── MATERIAL SUPPLIED
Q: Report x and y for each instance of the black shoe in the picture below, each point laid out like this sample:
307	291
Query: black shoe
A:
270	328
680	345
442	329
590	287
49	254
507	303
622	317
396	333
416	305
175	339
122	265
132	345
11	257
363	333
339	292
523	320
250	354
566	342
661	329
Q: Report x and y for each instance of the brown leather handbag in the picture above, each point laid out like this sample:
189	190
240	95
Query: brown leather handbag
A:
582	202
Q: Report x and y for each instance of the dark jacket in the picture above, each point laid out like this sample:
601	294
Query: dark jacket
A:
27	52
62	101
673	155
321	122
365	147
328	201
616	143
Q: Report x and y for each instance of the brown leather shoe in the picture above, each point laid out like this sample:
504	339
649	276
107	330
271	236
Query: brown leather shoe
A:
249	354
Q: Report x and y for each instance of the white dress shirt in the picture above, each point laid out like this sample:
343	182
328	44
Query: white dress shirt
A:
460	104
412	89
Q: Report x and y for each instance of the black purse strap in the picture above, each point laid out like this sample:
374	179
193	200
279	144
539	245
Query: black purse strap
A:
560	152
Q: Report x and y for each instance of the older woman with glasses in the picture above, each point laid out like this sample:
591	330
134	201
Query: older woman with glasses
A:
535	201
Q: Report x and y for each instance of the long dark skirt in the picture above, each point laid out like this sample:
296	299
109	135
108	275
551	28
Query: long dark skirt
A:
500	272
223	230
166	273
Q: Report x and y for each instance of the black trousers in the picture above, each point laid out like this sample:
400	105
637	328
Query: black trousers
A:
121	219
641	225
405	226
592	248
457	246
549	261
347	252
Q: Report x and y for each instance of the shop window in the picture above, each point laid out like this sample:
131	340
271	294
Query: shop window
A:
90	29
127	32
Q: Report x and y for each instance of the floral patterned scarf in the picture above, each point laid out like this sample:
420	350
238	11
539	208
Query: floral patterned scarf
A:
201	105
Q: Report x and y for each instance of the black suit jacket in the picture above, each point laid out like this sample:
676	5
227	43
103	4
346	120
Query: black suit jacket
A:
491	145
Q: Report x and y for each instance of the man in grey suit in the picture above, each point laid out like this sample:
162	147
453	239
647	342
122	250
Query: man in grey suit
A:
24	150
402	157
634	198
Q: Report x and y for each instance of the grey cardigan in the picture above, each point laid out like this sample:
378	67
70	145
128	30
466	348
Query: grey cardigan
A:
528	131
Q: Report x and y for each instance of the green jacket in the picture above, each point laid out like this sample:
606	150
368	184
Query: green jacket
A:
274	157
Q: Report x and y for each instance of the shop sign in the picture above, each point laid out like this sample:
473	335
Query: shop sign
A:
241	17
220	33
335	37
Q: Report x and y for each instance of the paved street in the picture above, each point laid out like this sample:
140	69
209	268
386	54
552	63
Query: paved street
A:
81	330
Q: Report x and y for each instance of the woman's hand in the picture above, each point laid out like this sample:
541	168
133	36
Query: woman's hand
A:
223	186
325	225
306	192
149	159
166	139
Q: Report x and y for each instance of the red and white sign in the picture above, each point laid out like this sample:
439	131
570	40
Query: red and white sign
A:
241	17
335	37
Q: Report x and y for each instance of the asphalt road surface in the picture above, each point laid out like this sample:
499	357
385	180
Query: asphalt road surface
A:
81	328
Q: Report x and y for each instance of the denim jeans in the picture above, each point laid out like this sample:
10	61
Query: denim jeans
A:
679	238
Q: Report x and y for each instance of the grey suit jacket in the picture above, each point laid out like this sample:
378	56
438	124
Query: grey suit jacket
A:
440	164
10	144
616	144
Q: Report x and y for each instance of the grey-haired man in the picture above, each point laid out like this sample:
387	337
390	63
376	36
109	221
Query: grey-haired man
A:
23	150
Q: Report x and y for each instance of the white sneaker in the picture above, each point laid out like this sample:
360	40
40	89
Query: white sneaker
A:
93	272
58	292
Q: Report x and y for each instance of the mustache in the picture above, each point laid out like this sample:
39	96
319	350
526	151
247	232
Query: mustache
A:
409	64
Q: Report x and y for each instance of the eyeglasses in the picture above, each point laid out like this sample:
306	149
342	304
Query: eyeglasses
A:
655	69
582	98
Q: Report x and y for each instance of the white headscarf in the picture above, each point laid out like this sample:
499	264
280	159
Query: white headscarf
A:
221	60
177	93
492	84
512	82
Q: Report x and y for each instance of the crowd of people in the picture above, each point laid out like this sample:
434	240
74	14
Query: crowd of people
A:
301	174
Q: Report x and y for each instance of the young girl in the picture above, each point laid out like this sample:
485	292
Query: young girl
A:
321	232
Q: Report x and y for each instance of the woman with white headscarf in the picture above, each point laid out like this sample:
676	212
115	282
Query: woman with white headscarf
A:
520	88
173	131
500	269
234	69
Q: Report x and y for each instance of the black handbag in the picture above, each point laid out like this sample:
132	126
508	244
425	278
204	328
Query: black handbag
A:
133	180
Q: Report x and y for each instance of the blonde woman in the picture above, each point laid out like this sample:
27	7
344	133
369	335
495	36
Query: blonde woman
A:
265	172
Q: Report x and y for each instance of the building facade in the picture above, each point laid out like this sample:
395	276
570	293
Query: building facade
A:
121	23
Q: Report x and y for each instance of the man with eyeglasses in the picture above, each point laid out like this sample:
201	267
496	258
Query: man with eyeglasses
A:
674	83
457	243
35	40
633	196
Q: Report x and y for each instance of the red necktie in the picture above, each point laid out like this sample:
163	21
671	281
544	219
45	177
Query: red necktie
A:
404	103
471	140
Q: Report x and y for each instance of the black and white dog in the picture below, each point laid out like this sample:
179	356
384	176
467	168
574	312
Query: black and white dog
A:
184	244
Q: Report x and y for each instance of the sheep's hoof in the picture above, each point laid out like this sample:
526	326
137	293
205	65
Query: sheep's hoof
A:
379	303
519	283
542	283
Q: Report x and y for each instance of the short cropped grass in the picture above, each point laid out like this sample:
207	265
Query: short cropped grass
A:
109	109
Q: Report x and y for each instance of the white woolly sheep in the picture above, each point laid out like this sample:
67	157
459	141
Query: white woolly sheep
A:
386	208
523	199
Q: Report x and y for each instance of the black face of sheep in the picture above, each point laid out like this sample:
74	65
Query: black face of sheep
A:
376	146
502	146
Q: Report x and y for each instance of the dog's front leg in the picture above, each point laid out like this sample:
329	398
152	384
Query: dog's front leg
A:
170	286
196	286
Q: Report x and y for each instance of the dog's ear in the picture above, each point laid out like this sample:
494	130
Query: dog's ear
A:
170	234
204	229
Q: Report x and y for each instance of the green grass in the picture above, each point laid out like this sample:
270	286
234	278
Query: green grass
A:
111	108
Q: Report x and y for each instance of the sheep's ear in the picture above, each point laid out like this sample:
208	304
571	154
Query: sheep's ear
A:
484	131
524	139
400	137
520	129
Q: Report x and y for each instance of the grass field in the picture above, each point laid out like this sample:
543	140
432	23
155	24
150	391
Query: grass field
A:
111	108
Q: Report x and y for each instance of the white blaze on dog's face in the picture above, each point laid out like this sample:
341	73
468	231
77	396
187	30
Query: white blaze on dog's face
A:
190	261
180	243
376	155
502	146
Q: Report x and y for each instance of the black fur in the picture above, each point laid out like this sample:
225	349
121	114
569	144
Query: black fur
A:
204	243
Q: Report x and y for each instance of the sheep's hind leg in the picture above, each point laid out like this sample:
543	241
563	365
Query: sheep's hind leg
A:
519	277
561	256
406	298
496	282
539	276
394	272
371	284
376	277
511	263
────
WHAT THE TASK ASKS — Write out all the records again, substituting "List the x and y coordinates" for each occurrence of "Report x and y" and changing nothing else.

TASK RESULT —
Q: List the x and y coordinates for each instance of the black shoe in the picture below, each point laid out like this sample:
307	291
Query: black shoe
A:
270	328
680	345
442	329
590	287
49	254
507	303
622	317
396	333
416	305
175	339
122	265
132	345
11	257
363	333
339	292
523	320
250	354
566	342
661	329
Q: List the x and y coordinates for each instance of the brown leather handbag in the picture above, each point laid out like this sample:
189	190
240	95
Query: brown leather handbag
A:
582	202
Q: List the x and y coordinates for each instance of the dark jacket in the picture above, each point laid out like this sample:
601	294
Query: dark jacket
A:
27	52
62	101
673	155
321	122
365	147
328	201
616	143
Q: List the x and y coordinates for each instance of the brown leather shoe in the picture above, each point laid out like this sample:
504	339
649	276
107	330
271	236
Query: brown leather shoe
A:
249	354
Q: List the x and y coordinates for each instance of the white dress shirt in the picture above, each point laid out like this sample:
343	182
328	44
Query: white dress shirt
A:
460	104
412	89
Q: List the x and y coordinates for each instance of the black purse strap in the picture above, each point laid out like this sample:
374	179
193	200
279	144
539	245
Query: black purse strap
A:
560	152
Q: List the x and y coordinates for each instance of the older woman with glasses in the picture above, each point laid out like this sample:
591	330
134	201
Query: older woman with glasses
A:
535	201
Q: List the x and y coordinates for each instance of the long dark skirt in the picture above, each point laid out like this sample:
296	299
109	135
108	275
551	28
Query: long dark skirt
A:
500	272
223	230
166	273
Q: List the x and y coordinates for each instance of the black trousers in the picture above, each point laid out like this sample:
400	105
637	328
Query: black trousers
A:
121	219
641	225
405	226
592	248
457	246
549	261
347	252
Q: List the x and y coordinates for each instance of the shop window in the picture above, each point laid out like this sample:
131	340
271	294
Query: shop window
A:
90	29
127	32
Q: List the x and y coordinates for each instance of the floral patterned scarf in the picture above, each point laid out like this sample:
420	350
238	11
539	208
Query: floral patterned scarf
A:
201	105
Q: List the x and y coordinates for each instance of the black suit jacket in the picture above, each point laid out like this sample:
676	5
227	43
103	4
346	120
Query: black suit jacket
A:
491	145
Q: List the x and y coordinates for each instance of the man in grey suit in the picture above, each point laid out like this sample:
162	147
453	239
647	342
122	250
Query: man in grey suit
A:
24	150
402	157
634	198
Q: List the x and y coordinates for each instance of the grey cardigan in the picture above, each point laid out like this sample:
378	67
70	145
128	30
466	348
Query: grey cardigan
A:
528	131
Q: List the x and y coordinates for each instance of the green jacket in the picture above, each point laid out like this sample:
606	150
368	184
Query: green jacket
A:
274	157
Q: List the x and y coordinates for each instance of the shop sign in the picture above, each point laid out like this sample:
473	335
Query: shop sign
A:
241	17
220	33
335	37
Q: List the x and y coordinates for each instance of the paved street in the picture above, each point laid out like this sample:
140	69
209	268
386	54
552	63
Query: paved street
A:
81	330
Q: List the x and y coordinates for each instance of the woman's hand in the picture above, each point laid out like this sample:
541	168
133	36
Query: woman's hand
A:
223	186
325	225
306	192
149	159
166	139
Q: List the x and y coordinates for each instance of the red and white sign in the picture above, each point laid out like this sample:
439	131
570	40
Query: red and white sign
A:
241	17
335	37
Q: List the x and y coordinates for each instance of the asphalt road surface in the picture above, each point laid out like this sample:
499	357
385	180
Query: asphalt road surface
A:
81	328
Q: List the x and y coordinates for each instance of the denim jeans in the picture above, each point laid out like this sample:
10	61
Query: denim jeans
A:
679	238
Q: List the x and y coordinates for each instance of the grey suit jacket in the picture above, each point laid out like this sample:
378	56
438	124
Query: grey suit jacket
A:
440	164
10	144
616	144
Q: List the x and y coordinates for each instance of the grey-haired man in the picture above, each point laid out like this sample:
387	337
390	63
376	36
109	221
Query: grey-haired man
A:
23	150
Q: List the x and y coordinates for each instance of the white sneaker in the picture above, each point laid out like this sample:
360	40
40	89
Query: white sneaker
A:
93	272
58	292
Q: List the x and y coordinates for each instance of the mustache in the picture above, each point laid out like this sample:
39	96
319	350
526	151
247	232
Query: mustache
A:
409	64
Q: List the x and y coordinates for each instance of the eyeglasses in the picture above, each point laid out like this sample:
306	149
342	304
Query: eyeglasses
A:
655	69
582	98
Q: List the x and y coordinates for each instance of the white headscarf in the picture above, each point laid out like this sample:
499	264
280	159
Query: white headscarf
A:
221	60
177	93
492	84
512	82
Q: List the x and y coordinates for each instance of the crowd of people in the picture above, each point laid out like this sample:
434	240
74	14
Query: crowd of people
A:
301	174
Q: List the x and y coordinates for each instance of the young girl in the picture above, each point laid out like this sample:
485	292
Query: young girl
A:
321	232
Q: List the x and y coordinates for each instance of the woman with white headscarf in the picture above, each point laid out like this sample:
676	212
115	282
Query: woman with white headscarf
A:
520	88
173	131
500	269
234	69
Q: List the x and y coordinates for each instance of the black handbag in the picture above, each point laid out like this sample:
132	126
508	244
425	278
204	328
Query: black handbag
A:
133	180
Q: List the x and y coordinates for each instance of the blonde woman in the picture above, each point laid out like this sample:
27	7
344	133
369	335
495	36
Query: blonde woman
A:
265	172
Q: List the x and y coordinates for each instance of the building facade in the picture above, each point laid out like this sample:
395	276
570	293
Query: building facade
A:
121	23
Q: List the x and y coordinates for each instance of the man with eyeglasses in the picture above, each point laid out like this sample:
201	267
496	258
Query: man with eyeglasses
A:
674	83
457	243
35	40
633	196
Q: List the x and y coordinates for each instance of the red necktie in the picture above, each point laid out like this sample:
163	21
671	281
544	219
45	177
Query: red necktie
A:
404	103
471	140
Q: List the x and y coordinates for each instance of the black and white dog in the picture below, each point laid out like this sample:
179	356
384	176
467	168
574	312
Query: black and white dog
A:
184	244
Q: List the x and y coordinates for each instance of the sheep's hoof in the picture above, each point laid out like this sample:
526	326
137	293
205	65
Query: sheep's hoof
A:
379	303
519	283
542	283
Q: List the x and y coordinates for each instance of the short cropped grass in the picture above, each point laid out like this sample:
207	265
Query: short cropped grass
A:
109	109
Q: List the x and y coordinates for each instance of the white woolly sheep in the picture above, each point laid out like this sample:
67	157
459	141
Query: white woolly sheep
A:
386	208
523	199
Q: List the x and y coordinates for each instance of the black face of sheep in the picture above, each point laid out like this sample:
74	65
Query: black face of sheep
A:
376	146
502	146
Q: List the x and y coordinates for each instance of the dog's front leg in the picture above, each point laid out like this sample:
329	398
152	384
Query: dog's front leg
A:
170	286
196	286
Q: List the x and y coordinates for each instance of the dog's ear in the picture above, each point laid out like this sample:
494	130
Query: dog's ear
A:
170	234
204	229
Q: List the x and y coordinates for each instance of the green grass in the picture above, each point laid out like this sample:
270	286
234	278
Query: green grass
A:
111	108
Q: List the x and y coordinates for each instance of the sheep's ear in the picture above, each point laid out like this sample:
208	304
571	154
Query: sheep's ear
A:
484	131
524	139
400	137
520	129
Q: List the x and y coordinates for each instance of the grass field in the picture above, each point laid out like this sample:
543	140
432	23
155	24
150	391
Query: grass field
A:
111	108
Q: List the x and y coordinates for each instance of the white blaze on dog's face in the picture above, each point laid out like this sample:
341	73
468	231
77	396
187	30
Query: white blaze on dog's face
A:
190	261
180	243
376	155
502	146
Q: List the x and y coordinates for each instance of the black fur in the picture above, each point laid out like this sample:
225	349
121	114
569	144
Query: black fur
A:
204	243
Q: List the x and y coordinates for each instance of the sheep's hind leg in the picture above, each point laid out like this sample:
543	241
563	365
Query: sheep's hind leg
A:
519	277
561	256
406	298
496	282
539	276
394	272
371	284
376	277
511	263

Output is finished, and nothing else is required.